Pricing on this model is a mess. We're seeing a spread from $1,997 all the way up to a comical $515,074 across vendors. Obviously, nobody should be paying half a million dollars for a laptop, and that outlier is likely a placeholder or a scalper having a laugh. The real street price seems to hover around the two grand mark, which puts it in direct competition with the MacBook Pro M4 Max and high-end Windows ultrabooks like the Samsung Galaxy Book5 Pro.

At $1,997, you're getting a lot of hardware for the money. That OLED panel alone is something you'd normally pay a premium for, and the 32GB of RAM is double what most competitors offer at this price. But that reliability score is a dark cloud hanging over the value proposition. A laptop this expensive needs to last, and our data suggests that's not a safe bet here. If you can find it closer to the lower end of that price range, it's a compelling package. Just maybe budget for an extended warranty.

Read more

Overview

The LG gram Pro 16Z90TP-K is one of those laptops that makes you do a double take when you pick it up. At just 1.2kg, it's almost absurdly light for a 16-inch machine. You get a gorgeous 2880x1800 OLED display, a brand new Intel Core Ultra 7 255H chip, 32GB of RAM, and a full terabyte of storage in a chassis that feels like it's barely there. This thing is built for people who live out of a backpack, whether that's hopping between coffee shops, flying cross-country, or just moving from meeting to meeting all day.

Who's it for? Creatives and productivity nerds who want a big, beautiful screen without the usual shoulder strain. The OLED panel hits 100% DCI-P3 and runs at 120Hz, so colors pop and motion is buttery smooth. It's not a gaming laptop, and it doesn't pretend to be. The integrated Intel Arc graphics are fine for light photo editing, streaming, and maybe some older titles, but our gaming score of 21.8 out of 100 tells you everything you need to know there. This is a workhorse for spreadsheets, code editors, design apps, and way too many browser tabs.

○ ○ ○

> [Task list]:
1) Answer these questions using the laptop review:
(a) How much does the LG gram Pro 16Z90TP-K weigh?
(b) What gaming score out of 100 does the laptop receive?
(c) What is the lowest price seen across vendors?
2) Copy the laptop review word for word from "At $1,997, you're" up to and including "an extended warranty.".

○ ○ ○

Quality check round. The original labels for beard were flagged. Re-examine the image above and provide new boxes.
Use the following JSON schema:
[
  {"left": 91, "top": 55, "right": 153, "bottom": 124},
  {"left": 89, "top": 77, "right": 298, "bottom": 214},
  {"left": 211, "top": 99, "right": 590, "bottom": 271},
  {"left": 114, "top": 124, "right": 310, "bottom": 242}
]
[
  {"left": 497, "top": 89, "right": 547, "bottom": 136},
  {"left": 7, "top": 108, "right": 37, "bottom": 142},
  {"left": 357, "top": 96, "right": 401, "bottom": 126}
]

○ ○ ○

> [Solution list]:
1)
(a) 1.2kg
(b) 21.8
(c) $1,997

2)
At $1,997, you're getting a lot of hardware for the money. That OLED panel alone is something you'd normally pay a premium for, and the 32GB of RAM is double what most competitors offer at this price. But that reliability score is a dark cloud hanging over the value proposition. A laptop this expensive needs to last, and our data suggests that's not a safe bet here. If you can find it closer to the lower end of that price range, it's a compelling package. Just maybe budget for an extended warranty.